**What to work on:**
Please update the material starting with the line that contains "Each returned point MUST lie on the matching white" and going on through the line that contains "[[927, 391]]", replacing "thickest part" with "widest part" and leaving everything else unchanged. Return only those lines.

**Dataset extract:**
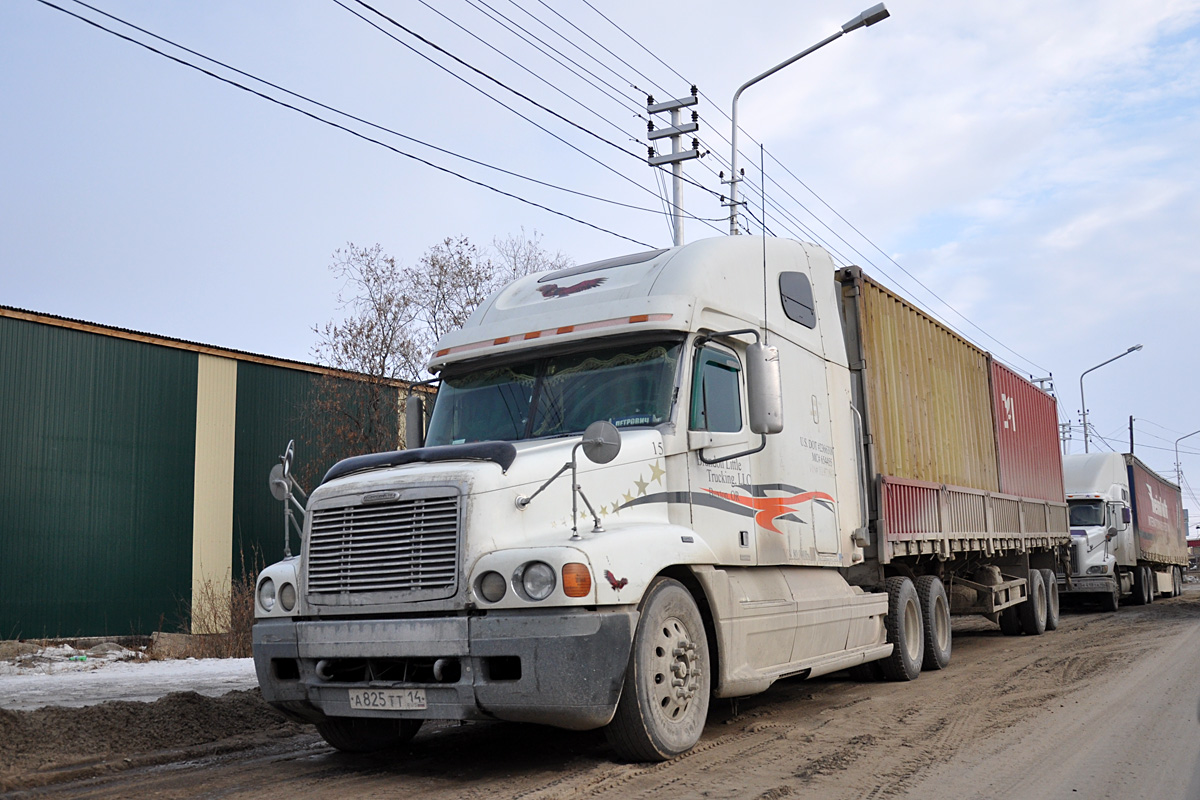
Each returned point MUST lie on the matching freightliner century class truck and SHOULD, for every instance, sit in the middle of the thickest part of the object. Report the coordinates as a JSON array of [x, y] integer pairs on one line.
[[786, 470], [1128, 536]]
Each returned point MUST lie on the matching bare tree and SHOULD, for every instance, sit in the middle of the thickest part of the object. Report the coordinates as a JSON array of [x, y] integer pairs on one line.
[[394, 316]]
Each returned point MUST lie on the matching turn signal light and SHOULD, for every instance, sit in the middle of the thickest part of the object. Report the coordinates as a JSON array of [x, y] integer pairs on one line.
[[576, 581]]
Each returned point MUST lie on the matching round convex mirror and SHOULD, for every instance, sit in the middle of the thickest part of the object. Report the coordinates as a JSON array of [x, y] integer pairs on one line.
[[277, 482], [601, 441]]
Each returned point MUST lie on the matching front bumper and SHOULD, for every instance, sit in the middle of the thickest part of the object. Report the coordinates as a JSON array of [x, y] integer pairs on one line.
[[563, 668]]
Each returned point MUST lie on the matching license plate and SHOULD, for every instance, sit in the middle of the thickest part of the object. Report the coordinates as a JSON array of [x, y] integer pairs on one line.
[[393, 699]]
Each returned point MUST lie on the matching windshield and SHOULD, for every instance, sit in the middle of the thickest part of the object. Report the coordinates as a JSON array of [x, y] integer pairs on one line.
[[550, 396], [1086, 513]]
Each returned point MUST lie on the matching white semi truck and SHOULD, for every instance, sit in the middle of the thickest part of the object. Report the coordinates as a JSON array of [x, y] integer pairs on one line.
[[1128, 535], [786, 470]]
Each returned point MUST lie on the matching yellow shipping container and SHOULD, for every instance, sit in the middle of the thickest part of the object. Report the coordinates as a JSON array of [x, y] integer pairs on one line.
[[927, 391]]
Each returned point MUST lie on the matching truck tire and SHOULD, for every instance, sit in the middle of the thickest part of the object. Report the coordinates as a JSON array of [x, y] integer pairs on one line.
[[1033, 611], [366, 734], [667, 683], [1051, 583], [906, 632], [1140, 587], [935, 611]]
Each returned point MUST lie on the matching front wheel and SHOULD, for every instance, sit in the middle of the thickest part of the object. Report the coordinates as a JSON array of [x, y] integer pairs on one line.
[[667, 683], [1051, 584], [366, 734], [935, 611], [905, 631]]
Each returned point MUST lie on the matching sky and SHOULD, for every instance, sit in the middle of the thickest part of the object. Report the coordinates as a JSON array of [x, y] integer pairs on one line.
[[1026, 170]]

**Solution below:**
Each returned point MUST lie on the matching white semi truck and SHOULD, for every instance, sit in the middle of the widest part of the object. Report the coordinates as a JSON array of [x, y] integer pairs on one line.
[[1128, 535], [786, 470]]
Each returned point MUST lie on the matching yellow shipping container and SHOULD, for every instance, sit in the middle of the widest part of the object. Report the coordinates as a JSON array of [x, y] integer pairs on one line.
[[927, 391]]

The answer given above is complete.